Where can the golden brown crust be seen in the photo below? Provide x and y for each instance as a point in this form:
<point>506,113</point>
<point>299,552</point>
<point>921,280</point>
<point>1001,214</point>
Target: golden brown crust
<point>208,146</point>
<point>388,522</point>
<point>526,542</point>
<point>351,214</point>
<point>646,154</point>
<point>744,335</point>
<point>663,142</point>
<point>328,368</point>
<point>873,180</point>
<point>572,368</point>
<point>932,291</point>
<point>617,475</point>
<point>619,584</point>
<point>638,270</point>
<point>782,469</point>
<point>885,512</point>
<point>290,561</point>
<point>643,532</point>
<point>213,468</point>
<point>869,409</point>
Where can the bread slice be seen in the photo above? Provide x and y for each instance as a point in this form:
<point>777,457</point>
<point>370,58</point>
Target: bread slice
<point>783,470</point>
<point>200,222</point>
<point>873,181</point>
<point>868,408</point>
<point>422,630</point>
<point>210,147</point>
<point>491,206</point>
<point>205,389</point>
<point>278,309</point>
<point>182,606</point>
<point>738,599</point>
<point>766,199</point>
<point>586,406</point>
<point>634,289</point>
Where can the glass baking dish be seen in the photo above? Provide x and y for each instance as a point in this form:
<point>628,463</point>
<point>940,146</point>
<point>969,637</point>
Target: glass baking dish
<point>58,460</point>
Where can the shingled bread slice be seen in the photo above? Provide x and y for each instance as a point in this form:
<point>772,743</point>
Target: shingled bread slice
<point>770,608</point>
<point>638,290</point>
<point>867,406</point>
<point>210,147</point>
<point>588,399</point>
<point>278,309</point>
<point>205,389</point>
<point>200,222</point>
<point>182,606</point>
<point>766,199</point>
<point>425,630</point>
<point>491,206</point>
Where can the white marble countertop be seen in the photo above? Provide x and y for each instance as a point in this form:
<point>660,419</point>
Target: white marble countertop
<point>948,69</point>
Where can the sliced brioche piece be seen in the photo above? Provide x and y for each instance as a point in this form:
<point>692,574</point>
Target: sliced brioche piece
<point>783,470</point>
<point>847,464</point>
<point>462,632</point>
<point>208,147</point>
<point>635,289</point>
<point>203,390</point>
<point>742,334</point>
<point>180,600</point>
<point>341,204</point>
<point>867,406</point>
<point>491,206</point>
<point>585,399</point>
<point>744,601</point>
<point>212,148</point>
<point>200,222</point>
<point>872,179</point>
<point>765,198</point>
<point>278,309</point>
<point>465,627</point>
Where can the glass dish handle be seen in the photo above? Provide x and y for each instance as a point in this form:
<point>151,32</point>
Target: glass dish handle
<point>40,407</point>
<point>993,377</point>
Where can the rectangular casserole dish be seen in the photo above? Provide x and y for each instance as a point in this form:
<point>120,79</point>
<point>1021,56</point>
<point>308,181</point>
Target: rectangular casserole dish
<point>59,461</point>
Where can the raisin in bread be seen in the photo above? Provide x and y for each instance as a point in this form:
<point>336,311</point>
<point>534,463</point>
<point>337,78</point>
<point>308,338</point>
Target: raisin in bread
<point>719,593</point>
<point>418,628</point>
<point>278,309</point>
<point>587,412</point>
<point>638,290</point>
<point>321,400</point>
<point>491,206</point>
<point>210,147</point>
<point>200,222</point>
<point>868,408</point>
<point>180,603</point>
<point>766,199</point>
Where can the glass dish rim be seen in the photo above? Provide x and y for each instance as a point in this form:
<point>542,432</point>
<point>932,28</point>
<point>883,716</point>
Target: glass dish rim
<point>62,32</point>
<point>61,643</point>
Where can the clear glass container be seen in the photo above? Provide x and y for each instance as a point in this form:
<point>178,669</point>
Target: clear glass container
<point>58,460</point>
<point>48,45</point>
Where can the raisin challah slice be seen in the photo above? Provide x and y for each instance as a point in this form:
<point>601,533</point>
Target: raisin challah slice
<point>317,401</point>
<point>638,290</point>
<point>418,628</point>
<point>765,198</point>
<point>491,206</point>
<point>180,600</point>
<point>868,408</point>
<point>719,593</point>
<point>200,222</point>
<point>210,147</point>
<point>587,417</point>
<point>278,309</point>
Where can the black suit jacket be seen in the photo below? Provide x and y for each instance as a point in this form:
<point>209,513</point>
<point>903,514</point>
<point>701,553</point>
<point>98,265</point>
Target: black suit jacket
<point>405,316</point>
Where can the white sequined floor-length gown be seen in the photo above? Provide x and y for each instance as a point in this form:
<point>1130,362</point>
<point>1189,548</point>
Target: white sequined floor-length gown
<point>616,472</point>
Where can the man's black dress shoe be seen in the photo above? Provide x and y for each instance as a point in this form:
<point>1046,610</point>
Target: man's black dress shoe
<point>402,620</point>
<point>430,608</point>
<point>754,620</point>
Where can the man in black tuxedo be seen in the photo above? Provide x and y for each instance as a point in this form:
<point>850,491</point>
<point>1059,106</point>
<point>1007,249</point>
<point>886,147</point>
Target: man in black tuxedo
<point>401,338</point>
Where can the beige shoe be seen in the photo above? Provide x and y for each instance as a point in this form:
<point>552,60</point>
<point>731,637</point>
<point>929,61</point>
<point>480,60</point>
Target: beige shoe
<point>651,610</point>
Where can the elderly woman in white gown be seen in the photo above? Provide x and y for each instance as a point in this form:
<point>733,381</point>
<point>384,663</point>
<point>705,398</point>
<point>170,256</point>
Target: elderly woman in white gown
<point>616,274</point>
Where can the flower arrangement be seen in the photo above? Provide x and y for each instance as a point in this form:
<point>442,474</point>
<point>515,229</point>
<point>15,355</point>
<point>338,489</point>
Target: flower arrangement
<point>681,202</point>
____
[Exercise requirements]
Set out every line of the records above as a numbered list, omitting blank lines.

[Output]
1. Where can the golden brown crust be seen in the photo below? Provide x and y for each instance as a point in this form:
2. <point>506,113</point>
3. <point>299,552</point>
4. <point>921,280</point>
5. <point>1001,214</point>
6. Target: golden brown crust
7. <point>208,146</point>
8. <point>388,522</point>
9. <point>526,542</point>
10. <point>351,214</point>
11. <point>646,154</point>
12. <point>744,335</point>
13. <point>663,142</point>
14. <point>328,368</point>
15. <point>873,180</point>
16. <point>572,368</point>
17. <point>932,291</point>
18. <point>617,475</point>
19. <point>619,584</point>
20. <point>638,270</point>
21. <point>782,469</point>
22. <point>885,512</point>
23. <point>290,561</point>
24. <point>643,532</point>
25. <point>213,468</point>
26. <point>869,409</point>
27. Where can the bread slice be seen in the photo above? Provide x and y for each instance as a point in this form:
28. <point>777,457</point>
29. <point>370,58</point>
30. Target: bread slice
31. <point>783,470</point>
32. <point>200,222</point>
33. <point>873,181</point>
34. <point>868,408</point>
35. <point>422,630</point>
36. <point>210,147</point>
37. <point>491,206</point>
38. <point>205,389</point>
39. <point>278,309</point>
40. <point>182,606</point>
41. <point>738,599</point>
42. <point>766,199</point>
43. <point>586,406</point>
44. <point>634,289</point>
45. Where can the glass baking dish be seen in the photo above? Provide x and y for each instance as a point in this form:
46. <point>628,463</point>
47. <point>940,146</point>
48. <point>969,637</point>
49. Target: glass baking dish
50. <point>58,460</point>
51. Where can the shingled bread slice be seen in the photo above? Provide x and y for each instance as a point in this form:
52. <point>772,743</point>
53. Target: shingled bread slice
54. <point>770,608</point>
55. <point>638,290</point>
56. <point>867,406</point>
57. <point>210,147</point>
58. <point>588,399</point>
59. <point>278,309</point>
60. <point>205,389</point>
61. <point>200,222</point>
62. <point>182,606</point>
63. <point>766,199</point>
64. <point>425,630</point>
65. <point>491,206</point>
66. Where can the white marble countertop be seen in the photo above? Provide x and y for each instance as a point in this form:
67. <point>660,419</point>
68. Target: white marble countertop
69. <point>948,69</point>
70. Where can the sliced brioche piece be seen in the photo above? Provide x and y for each instance as a point in this form:
71. <point>692,574</point>
72. Target: sliced brioche piece
73. <point>783,470</point>
74. <point>847,464</point>
75. <point>462,632</point>
76. <point>208,147</point>
77. <point>635,289</point>
78. <point>203,390</point>
79. <point>742,334</point>
80. <point>180,600</point>
81. <point>341,204</point>
82. <point>867,406</point>
83. <point>491,206</point>
84. <point>585,399</point>
85. <point>744,601</point>
86. <point>212,148</point>
87. <point>200,222</point>
88. <point>872,179</point>
89. <point>765,198</point>
90. <point>278,309</point>
91. <point>465,627</point>
92. Where can the glass dish handle be seen in the photo above? Provide x and y for each instance as a point in this form:
93. <point>151,32</point>
94. Target: glass dish handle
95. <point>40,407</point>
96. <point>993,377</point>
97. Where can the rectangular casserole dish be seen in the photo above? Provide x and y for each instance as a point in this form:
98. <point>120,79</point>
99. <point>1021,56</point>
100. <point>308,181</point>
101. Target: rectangular casserole dish
102. <point>59,461</point>
103. Where can the raisin in bread be seen in the photo above? Provide x and y for each instance as a point in this form:
104. <point>336,311</point>
105. <point>534,463</point>
106. <point>337,78</point>
107. <point>308,338</point>
108. Target: raisin in bread
109. <point>719,593</point>
110. <point>418,628</point>
111. <point>278,309</point>
112. <point>587,412</point>
113. <point>638,290</point>
114. <point>321,400</point>
115. <point>491,206</point>
116. <point>210,147</point>
117. <point>200,222</point>
118. <point>868,408</point>
119. <point>180,603</point>
120. <point>766,199</point>
121. Where can the glass dish rim be seen in the photo above? Provide x and y for each instance as a point in this form:
122. <point>542,432</point>
123. <point>932,28</point>
124. <point>883,716</point>
125. Target: glass dish rim
126. <point>62,32</point>
127. <point>61,643</point>
128. Where can the clear glass container be seen in the photo above? Provide x and y for each instance as a point in this form:
129. <point>178,669</point>
130. Target: clear glass container
131. <point>58,460</point>
132. <point>48,45</point>
133. Where can the raisin challah slice be seen in the photo above? Provide x and y for each instance as a point in this form:
134. <point>601,533</point>
135. Target: raisin challah slice
136. <point>317,401</point>
137. <point>638,290</point>
138. <point>418,628</point>
139. <point>765,198</point>
140. <point>491,206</point>
141. <point>180,600</point>
142. <point>868,408</point>
143. <point>719,593</point>
144. <point>200,222</point>
145. <point>210,147</point>
146. <point>587,417</point>
147. <point>278,309</point>
148. Where can the black suit jacket be seen in the photo below? Provide x and y for each instance as a point in this form:
149. <point>209,513</point>
150. <point>903,514</point>
151. <point>701,553</point>
152. <point>98,265</point>
153. Target: black suit jacket
154. <point>405,316</point>
155. Where can the white sequined floor-length gown be seen in the photo above? Provide x and y for each instance as a point in this form:
156. <point>1130,362</point>
157. <point>1189,548</point>
158. Target: white sequined floor-length gown
159. <point>616,472</point>
160. Where can the man's black dress shoe be seen in the photo above? Provide x and y for each instance as a point in this form:
161. <point>1046,610</point>
162. Target: man's black dress shoe
163. <point>402,620</point>
164. <point>430,608</point>
165. <point>754,620</point>
166. Where can the man in black tuxedo be seen in the photo above? Provide x and y for each instance as a point in this form:
167. <point>850,491</point>
168. <point>1059,106</point>
169. <point>1007,249</point>
170. <point>886,147</point>
171. Target: man in black tuxedo
172. <point>401,338</point>
173. Where can the beige shoe be seen in the photo above? Provide x and y for each instance as a point in this form:
174. <point>552,60</point>
175. <point>731,637</point>
176. <point>929,61</point>
177. <point>480,60</point>
178. Target: beige shoe
179. <point>651,610</point>
180. Where can the elderly woman in white gown be seen in the photo above? Provide x and y for each instance as a point in this form:
181. <point>733,381</point>
182. <point>384,663</point>
183. <point>705,398</point>
184. <point>170,256</point>
185. Target: elderly woman in white gown
186. <point>616,274</point>
187. Where can the flower arrangement be seen in the photo above? Provide x and y for each instance as a point in this form:
188. <point>442,474</point>
189. <point>515,229</point>
190. <point>15,355</point>
191. <point>338,489</point>
192. Target: flower arrangement
193. <point>681,202</point>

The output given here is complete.